- [EXERCISE]
Could you quote, word for word, the lines of the records below from the one containing "detect the mug" through the last line of the records?

- [INPUT DATA]

** Begin **

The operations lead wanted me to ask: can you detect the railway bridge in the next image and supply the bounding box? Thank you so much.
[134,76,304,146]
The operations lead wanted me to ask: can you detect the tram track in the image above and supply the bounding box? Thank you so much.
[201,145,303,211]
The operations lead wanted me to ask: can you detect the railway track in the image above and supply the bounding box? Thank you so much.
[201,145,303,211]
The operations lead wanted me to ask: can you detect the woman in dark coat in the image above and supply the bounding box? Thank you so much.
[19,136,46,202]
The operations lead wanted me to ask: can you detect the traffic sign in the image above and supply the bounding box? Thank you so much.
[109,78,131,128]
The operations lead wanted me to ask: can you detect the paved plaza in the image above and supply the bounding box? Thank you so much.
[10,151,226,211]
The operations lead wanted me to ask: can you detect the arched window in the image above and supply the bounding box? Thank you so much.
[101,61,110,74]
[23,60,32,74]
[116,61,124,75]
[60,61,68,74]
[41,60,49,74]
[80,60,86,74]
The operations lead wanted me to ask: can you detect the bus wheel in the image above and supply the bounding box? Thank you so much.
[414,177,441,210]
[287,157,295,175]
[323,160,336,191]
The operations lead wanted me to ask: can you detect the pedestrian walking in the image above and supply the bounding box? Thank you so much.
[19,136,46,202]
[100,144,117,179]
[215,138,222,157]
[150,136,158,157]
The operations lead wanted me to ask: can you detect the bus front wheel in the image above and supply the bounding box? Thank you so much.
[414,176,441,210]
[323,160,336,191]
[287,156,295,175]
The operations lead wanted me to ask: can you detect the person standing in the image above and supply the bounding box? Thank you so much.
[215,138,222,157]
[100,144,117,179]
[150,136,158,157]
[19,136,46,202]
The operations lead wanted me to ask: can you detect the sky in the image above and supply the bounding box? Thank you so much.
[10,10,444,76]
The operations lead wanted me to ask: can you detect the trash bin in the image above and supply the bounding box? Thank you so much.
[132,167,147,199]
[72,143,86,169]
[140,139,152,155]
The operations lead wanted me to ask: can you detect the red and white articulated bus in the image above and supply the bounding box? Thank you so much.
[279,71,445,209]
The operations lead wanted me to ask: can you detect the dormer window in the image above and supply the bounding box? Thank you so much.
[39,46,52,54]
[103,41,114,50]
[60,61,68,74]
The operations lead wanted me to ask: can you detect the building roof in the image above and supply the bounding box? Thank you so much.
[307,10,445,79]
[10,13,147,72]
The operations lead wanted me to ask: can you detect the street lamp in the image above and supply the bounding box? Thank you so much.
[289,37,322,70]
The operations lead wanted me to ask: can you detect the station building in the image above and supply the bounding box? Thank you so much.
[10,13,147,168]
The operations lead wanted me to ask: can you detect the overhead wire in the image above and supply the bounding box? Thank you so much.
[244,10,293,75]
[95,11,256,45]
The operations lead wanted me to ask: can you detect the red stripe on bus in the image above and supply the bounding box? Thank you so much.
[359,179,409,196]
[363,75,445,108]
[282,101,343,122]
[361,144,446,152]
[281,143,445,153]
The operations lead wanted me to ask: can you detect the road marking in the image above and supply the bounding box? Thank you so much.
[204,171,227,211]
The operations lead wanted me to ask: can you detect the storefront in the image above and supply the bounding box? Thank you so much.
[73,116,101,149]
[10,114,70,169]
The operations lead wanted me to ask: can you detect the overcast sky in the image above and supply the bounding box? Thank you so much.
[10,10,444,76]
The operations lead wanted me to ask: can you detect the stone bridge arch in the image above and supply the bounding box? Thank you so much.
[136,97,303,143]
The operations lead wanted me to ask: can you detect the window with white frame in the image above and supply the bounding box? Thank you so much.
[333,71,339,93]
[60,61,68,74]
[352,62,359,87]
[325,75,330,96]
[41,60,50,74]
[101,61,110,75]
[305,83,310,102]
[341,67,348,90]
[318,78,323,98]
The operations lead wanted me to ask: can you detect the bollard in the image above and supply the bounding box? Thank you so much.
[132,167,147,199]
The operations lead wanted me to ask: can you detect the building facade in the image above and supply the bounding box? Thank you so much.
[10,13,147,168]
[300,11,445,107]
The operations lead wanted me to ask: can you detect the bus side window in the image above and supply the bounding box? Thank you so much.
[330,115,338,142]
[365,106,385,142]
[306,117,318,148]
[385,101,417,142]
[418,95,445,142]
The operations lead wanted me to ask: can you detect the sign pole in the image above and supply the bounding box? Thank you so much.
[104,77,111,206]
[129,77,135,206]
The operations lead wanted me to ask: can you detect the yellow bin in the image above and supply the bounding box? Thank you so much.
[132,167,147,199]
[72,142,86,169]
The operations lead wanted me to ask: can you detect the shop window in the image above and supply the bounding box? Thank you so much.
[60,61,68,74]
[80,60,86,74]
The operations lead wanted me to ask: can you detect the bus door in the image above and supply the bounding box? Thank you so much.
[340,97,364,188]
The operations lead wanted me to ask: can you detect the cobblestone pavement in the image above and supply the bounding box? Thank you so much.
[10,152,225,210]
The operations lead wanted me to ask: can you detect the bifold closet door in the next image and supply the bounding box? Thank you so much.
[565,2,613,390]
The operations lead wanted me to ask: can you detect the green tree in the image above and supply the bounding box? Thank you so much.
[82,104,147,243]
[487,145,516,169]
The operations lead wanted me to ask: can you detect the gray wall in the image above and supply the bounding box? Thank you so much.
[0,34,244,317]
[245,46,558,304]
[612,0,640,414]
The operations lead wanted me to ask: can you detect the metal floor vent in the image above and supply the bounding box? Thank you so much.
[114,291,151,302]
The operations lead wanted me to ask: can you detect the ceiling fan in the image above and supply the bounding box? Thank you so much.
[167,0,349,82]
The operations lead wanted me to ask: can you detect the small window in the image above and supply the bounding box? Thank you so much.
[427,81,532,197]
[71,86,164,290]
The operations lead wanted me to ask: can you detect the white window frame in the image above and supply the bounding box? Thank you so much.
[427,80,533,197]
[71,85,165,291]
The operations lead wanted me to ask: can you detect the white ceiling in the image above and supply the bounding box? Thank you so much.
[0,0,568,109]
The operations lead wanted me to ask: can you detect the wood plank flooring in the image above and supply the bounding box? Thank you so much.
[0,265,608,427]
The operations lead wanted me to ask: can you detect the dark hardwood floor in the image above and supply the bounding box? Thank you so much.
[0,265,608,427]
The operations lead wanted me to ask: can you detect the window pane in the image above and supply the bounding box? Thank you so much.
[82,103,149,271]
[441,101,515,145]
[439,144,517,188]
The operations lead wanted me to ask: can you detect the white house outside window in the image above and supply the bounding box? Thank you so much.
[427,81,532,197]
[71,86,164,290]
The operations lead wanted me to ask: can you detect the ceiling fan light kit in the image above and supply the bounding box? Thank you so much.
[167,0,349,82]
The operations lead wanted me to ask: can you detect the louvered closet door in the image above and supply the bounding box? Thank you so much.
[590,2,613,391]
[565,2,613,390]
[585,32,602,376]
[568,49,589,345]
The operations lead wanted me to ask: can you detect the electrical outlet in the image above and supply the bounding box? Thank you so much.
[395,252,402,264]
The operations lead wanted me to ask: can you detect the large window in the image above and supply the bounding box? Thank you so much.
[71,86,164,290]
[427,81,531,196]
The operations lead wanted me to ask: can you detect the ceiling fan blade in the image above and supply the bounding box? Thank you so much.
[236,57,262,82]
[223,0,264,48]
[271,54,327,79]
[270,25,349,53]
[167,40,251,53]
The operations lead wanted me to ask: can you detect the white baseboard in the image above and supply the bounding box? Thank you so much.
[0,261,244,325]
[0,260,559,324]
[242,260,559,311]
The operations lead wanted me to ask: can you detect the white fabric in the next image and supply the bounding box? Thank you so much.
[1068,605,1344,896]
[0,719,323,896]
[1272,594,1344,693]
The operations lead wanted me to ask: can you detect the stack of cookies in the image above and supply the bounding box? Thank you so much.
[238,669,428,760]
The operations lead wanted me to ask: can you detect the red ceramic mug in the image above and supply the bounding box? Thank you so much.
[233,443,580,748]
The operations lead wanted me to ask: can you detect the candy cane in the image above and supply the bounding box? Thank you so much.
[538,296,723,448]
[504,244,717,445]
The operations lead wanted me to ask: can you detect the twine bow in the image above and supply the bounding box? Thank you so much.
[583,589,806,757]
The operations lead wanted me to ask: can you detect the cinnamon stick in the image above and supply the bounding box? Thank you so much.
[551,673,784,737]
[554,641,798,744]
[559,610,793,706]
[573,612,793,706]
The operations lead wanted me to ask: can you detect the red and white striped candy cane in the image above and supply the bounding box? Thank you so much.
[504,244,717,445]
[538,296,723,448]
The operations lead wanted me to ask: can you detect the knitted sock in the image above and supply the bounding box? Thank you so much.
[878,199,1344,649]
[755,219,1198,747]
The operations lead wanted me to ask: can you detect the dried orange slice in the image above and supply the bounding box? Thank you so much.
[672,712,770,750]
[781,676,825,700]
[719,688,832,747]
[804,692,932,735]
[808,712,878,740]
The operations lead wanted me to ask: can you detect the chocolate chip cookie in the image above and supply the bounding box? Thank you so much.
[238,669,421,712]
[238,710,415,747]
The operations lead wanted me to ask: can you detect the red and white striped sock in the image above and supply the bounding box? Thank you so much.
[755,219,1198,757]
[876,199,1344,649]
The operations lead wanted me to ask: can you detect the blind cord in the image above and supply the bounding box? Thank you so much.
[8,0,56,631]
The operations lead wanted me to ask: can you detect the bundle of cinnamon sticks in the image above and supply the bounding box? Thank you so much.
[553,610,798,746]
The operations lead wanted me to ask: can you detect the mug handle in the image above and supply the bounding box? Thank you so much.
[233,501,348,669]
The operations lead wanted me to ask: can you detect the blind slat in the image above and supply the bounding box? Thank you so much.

** End **

- [EXERCISE RESULT]
The operations lead wanted me to ask: can you detect the mug handle in the image above and supply the bounding box? Thank you so much.
[233,501,348,669]
The operations lead wanted me to ask: can you detect the blind slat in the image above and supply the bounding box? Thank you so much.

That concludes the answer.